QUOTED TEXT>
========================================

The CFPB made this determination by interpreting the term “credit card” under Regulation Z to include a digital user account that a consumer can use through a website, mobile app, browser extension, or integration with a merchant platform to access BNPL loans from time to time to make purchases. According to the CFPB, digital user accounts provided by BNPL providers fit within the definition of “credit card” because they are “credit devices” issued “as part of a business model designed for repeated use” to access credit for purchases.

Regulation Z sets forth a multi-part definition of “creditor” that includes “for purposes of subpart B, any card issuer that extends either open-end credit or credit that is not subject to a finance charge and is not payable by written agreement in more than four installments.” (12 C.F.R. § 1026.2(a)(17)(iii).) Because BNPL providers issue “credit cards” (per the CFPB), a BNPL provider falls within this definition of “creditor” and therefore must follow Subpart B of Regulation Z. Subpart B of Regulation Z includes account opening disclosures, periodic statement requirements, a change in terms notice requirement, billing dispute rights, limitations on liability for unauthorized transactions, and other requirements. In a footnote, the CFPB also shared that Section 1026.60 regarding credit card solicitations and applications in Subpart G of Regulation Z may apply to BNPL providers. The CFPB took the position that other parts of Subpart G (e.g., ability-to-repay requirement, penalty fee limits) do not apply to BNPL providers.

Since it began studying the BNPL market in 2021, the CFPB has analogized BNPL products to credit cards. While it is not all that surprising to see the CFPB apply credit card-like protections to BNPL products, the CFPB’s interpretive rule leaves a lot to chew on. Below are some initial thoughts on the potential impact of the CFPB’s interpretive rule.

  1. This is a new interpretation of “credit card” under Regulation Z. The TILA, Regulation Z, and the Official Staff Interpretations give no indication that a user account on a digital platform through which separate loans may be obtained would be viewed as a “credit card” under Regulation Z. The interpretive rule arrives at this position by emphasizing that Congress intended the term “or other single credit device” to be broad and flexible. However, as a basic textual interpretation matter, the phrase “other single credit device” follows “card” and “plate” in Regulation Z’s definition of “credit card.” This order suggests that “credit device” was not intended to be a broad catchall but was intended to be similar in meaning to the terms listed before it. The broadest interpretation of “credit card” that is captured in Regulation Z is the Official Staff Interpretation originally enacted by the Federal Reserve Board that provides that a “credit card” could include an account number that accesses an open-end line of credit to purchase goods or services. However, that interpretation applies only to open-end credit. The CFPB dismissed this key limitation in a footnote by asserting that “the logic applies similarly to closed-end credit.”

========================================

RAW RECORDS>

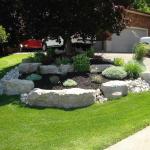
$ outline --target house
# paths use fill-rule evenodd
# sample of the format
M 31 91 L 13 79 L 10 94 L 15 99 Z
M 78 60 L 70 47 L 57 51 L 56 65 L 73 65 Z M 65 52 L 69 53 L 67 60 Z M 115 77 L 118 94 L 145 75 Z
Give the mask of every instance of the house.
M 104 42 L 104 52 L 132 53 L 133 47 L 141 37 L 150 36 L 150 14 L 135 10 L 126 10 L 127 28 L 120 36 L 112 35 L 111 40 Z M 102 42 L 94 46 L 102 49 Z

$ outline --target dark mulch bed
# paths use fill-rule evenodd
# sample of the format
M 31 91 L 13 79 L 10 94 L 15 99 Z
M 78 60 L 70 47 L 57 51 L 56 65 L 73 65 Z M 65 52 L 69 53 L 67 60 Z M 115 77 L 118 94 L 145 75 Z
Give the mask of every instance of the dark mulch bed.
M 34 81 L 35 88 L 41 89 L 51 89 L 51 90 L 61 90 L 67 87 L 63 86 L 63 82 L 67 79 L 73 79 L 78 83 L 75 88 L 83 88 L 83 89 L 98 89 L 101 84 L 96 84 L 91 82 L 91 75 L 90 73 L 69 73 L 67 75 L 59 75 L 60 83 L 58 85 L 52 85 L 49 81 L 49 77 L 52 75 L 42 75 L 42 80 Z M 99 74 L 100 75 L 100 74 Z M 25 79 L 28 75 L 22 75 L 20 79 Z M 102 82 L 108 81 L 107 79 L 103 78 Z M 70 87 L 73 88 L 73 87 Z

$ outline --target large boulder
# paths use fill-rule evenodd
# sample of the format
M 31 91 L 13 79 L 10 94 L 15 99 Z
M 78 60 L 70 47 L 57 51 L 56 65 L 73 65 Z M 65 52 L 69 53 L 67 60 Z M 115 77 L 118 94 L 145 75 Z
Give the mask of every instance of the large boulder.
M 90 66 L 90 72 L 91 73 L 101 73 L 103 72 L 106 68 L 111 67 L 112 65 L 110 64 L 100 64 L 100 65 L 91 65 Z
M 68 64 L 68 65 L 60 65 L 60 72 L 62 73 L 62 74 L 67 74 L 67 73 L 70 73 L 70 72 L 74 72 L 74 67 L 73 67 L 73 65 L 70 65 L 70 64 Z
M 34 88 L 33 81 L 28 80 L 5 80 L 2 84 L 3 92 L 6 95 L 20 95 L 23 93 L 29 93 Z
M 61 74 L 59 68 L 55 65 L 42 65 L 40 66 L 41 74 Z
M 101 90 L 108 99 L 120 98 L 128 94 L 128 87 L 124 81 L 110 81 L 103 83 Z
M 26 99 L 22 99 L 32 107 L 79 108 L 89 106 L 96 101 L 96 90 L 64 89 L 64 90 L 32 90 Z
M 41 63 L 22 63 L 18 66 L 20 73 L 34 73 L 37 72 Z
M 140 74 L 140 77 L 146 82 L 150 83 L 150 72 L 143 72 Z

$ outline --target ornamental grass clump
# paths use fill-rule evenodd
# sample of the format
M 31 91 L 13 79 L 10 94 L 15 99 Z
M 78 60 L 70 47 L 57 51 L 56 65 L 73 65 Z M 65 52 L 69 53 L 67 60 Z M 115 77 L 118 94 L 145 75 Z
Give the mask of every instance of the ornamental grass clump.
M 115 66 L 123 66 L 125 64 L 124 59 L 122 58 L 114 58 L 114 65 Z
M 108 79 L 122 80 L 127 77 L 127 72 L 124 70 L 123 67 L 112 66 L 105 69 L 102 72 L 102 75 Z
M 145 44 L 139 43 L 134 47 L 134 57 L 137 61 L 142 61 L 144 56 L 148 53 L 147 48 L 145 47 Z
M 74 69 L 77 72 L 88 72 L 90 70 L 90 59 L 86 54 L 79 54 L 73 58 Z
M 78 85 L 78 83 L 72 79 L 68 79 L 63 83 L 64 87 L 75 87 L 77 85 Z
M 127 72 L 128 77 L 133 79 L 138 78 L 140 73 L 143 71 L 142 65 L 135 60 L 131 60 L 125 64 L 124 69 Z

========================================

Retype everything from "Since it began" down to "CFPB’s interpretive rule." in the passage on the CFPB's buy-now-pay-later rule above, without changing a word.

FINAL ANSWER>
Since it began studying the BNPL market in 2021, the CFPB has analogized BNPL products to credit cards. While it is not all that surprising to see the CFPB apply credit card-like protections to BNPL products, the CFPB’s interpretive rule leaves a lot to chew on. Below are some initial thoughts on the potential impact of the CFPB’s interpretive rule.